• _TASK PROMPT_
Each line of the listing that includes the string "ceiling" needs to be located and copied.

• _INFORMATION SHOWN_

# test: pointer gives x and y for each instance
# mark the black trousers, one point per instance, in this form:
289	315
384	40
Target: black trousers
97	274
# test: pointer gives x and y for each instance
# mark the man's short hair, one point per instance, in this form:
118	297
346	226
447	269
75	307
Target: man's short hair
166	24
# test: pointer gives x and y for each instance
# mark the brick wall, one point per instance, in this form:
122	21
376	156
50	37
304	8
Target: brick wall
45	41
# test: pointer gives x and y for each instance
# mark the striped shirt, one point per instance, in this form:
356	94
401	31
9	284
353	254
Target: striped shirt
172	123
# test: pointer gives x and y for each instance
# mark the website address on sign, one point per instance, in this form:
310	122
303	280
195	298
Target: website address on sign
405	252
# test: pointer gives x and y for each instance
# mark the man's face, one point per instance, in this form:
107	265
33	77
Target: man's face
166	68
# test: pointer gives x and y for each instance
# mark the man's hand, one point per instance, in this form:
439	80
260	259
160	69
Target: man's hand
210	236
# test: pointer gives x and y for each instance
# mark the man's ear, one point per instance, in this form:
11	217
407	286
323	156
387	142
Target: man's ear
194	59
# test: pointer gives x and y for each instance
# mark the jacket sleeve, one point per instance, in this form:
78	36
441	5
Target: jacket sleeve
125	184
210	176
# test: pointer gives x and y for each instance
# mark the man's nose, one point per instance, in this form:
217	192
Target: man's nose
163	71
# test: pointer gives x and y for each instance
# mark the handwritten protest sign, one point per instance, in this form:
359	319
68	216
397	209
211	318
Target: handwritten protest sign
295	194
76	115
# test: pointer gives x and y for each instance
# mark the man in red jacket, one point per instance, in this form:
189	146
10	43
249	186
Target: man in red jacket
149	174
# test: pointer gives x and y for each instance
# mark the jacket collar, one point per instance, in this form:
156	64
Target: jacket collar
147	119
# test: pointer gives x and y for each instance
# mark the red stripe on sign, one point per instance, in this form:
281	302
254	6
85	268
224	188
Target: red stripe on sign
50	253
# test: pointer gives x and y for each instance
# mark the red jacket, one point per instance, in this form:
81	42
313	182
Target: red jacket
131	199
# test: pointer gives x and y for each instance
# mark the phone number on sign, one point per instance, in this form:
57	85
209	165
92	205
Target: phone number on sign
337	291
--
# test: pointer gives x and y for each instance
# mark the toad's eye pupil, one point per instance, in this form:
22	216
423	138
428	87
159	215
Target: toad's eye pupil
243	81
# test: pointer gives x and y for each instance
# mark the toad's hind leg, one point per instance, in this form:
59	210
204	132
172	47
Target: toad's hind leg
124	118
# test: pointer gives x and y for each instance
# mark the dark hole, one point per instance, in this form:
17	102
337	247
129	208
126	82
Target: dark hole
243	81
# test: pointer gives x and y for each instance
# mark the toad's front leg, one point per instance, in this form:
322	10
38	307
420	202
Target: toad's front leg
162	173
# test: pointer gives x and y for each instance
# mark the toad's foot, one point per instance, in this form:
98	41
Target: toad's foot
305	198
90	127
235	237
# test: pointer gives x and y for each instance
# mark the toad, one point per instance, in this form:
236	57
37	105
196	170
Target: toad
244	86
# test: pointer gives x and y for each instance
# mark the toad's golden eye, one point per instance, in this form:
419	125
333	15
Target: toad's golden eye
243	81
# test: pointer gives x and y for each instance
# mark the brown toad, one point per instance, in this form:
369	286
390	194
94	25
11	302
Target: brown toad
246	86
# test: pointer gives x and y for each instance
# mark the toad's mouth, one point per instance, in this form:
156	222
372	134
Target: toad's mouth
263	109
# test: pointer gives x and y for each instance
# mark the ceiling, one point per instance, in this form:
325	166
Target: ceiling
--
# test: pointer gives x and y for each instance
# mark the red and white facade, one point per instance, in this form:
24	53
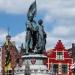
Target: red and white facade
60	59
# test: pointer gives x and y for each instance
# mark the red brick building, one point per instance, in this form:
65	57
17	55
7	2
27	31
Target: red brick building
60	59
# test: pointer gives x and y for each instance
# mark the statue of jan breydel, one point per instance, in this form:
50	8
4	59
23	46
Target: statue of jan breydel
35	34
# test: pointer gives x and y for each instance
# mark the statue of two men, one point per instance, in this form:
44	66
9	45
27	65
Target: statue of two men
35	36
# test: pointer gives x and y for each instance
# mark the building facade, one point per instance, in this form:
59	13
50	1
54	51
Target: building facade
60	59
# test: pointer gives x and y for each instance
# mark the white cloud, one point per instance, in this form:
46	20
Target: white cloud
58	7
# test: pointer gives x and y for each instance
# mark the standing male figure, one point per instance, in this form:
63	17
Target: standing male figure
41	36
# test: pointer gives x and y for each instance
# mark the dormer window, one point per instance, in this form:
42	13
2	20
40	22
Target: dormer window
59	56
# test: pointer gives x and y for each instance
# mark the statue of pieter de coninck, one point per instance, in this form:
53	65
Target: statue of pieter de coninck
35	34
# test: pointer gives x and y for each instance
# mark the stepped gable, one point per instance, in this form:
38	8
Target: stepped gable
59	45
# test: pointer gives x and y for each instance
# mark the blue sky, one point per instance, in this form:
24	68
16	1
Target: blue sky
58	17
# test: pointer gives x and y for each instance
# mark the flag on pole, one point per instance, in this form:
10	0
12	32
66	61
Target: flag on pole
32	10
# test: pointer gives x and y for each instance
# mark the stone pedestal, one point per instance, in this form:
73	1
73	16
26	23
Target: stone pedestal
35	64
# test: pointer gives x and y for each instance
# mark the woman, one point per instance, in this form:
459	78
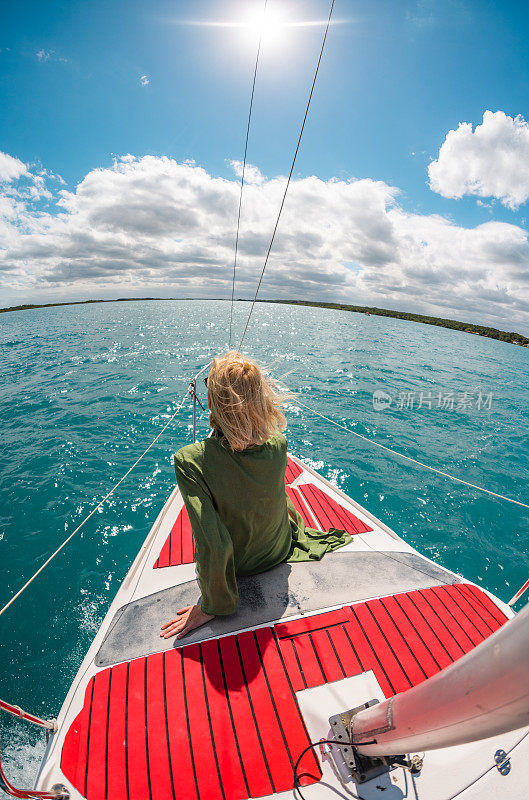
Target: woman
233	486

• _YOUR RESPONSE_
# mark the ceiling, one point per instance, in this form:
Target: ceiling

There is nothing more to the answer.